* Your task
Count up the lines below containing the word "above", and give the result with no other words.

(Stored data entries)

BEGIN

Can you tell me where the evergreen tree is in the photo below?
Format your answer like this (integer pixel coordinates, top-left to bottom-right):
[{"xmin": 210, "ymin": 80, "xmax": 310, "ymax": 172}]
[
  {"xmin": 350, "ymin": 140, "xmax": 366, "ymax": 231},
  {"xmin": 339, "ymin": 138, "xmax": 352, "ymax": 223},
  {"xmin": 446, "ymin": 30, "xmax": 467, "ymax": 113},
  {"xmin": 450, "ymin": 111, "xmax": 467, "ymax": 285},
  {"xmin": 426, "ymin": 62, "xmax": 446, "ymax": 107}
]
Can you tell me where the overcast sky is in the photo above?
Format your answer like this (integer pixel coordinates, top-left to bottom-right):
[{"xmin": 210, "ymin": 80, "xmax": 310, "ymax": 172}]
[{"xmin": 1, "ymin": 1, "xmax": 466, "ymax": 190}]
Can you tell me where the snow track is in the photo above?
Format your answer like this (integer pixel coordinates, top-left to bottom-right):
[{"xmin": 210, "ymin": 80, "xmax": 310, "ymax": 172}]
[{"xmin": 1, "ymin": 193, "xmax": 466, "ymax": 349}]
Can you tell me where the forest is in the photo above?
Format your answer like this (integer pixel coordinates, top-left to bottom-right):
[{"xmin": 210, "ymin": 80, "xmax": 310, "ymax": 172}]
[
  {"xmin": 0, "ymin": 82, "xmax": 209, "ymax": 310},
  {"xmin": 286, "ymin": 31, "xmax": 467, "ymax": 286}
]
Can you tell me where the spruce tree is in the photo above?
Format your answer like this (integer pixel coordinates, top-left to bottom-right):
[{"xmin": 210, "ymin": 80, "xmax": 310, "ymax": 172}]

END

* Task output
4